REQUIREMENTS: Pull out each line of the entries below that contains the string "helmet", and copy those lines.

RECORDS FOR PROCESSING:
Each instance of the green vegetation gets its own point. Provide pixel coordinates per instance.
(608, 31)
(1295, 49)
---
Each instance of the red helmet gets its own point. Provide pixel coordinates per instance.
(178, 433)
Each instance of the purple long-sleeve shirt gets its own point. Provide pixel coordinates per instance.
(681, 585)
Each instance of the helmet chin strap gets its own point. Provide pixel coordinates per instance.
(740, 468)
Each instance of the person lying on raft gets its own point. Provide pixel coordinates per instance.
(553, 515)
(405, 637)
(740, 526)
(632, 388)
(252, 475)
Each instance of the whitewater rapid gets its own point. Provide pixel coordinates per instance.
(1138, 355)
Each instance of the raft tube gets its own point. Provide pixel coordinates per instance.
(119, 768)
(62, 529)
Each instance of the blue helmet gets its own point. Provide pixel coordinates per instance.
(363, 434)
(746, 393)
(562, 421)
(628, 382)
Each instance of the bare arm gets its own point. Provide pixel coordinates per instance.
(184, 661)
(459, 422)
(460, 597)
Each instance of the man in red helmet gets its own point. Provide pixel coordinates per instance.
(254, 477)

SOLUTION:
Each instance of the red helmet gets its own point. Provide pixel coordinates per instance.
Each instance of the helmet chin strap gets its own point. Provide pixel coordinates per instance.
Each instance of the blue helmet gets its own point. Provide pixel coordinates per instance.
Each instance of the man in red helmet gets its own point. Provide pixel coordinates per instance.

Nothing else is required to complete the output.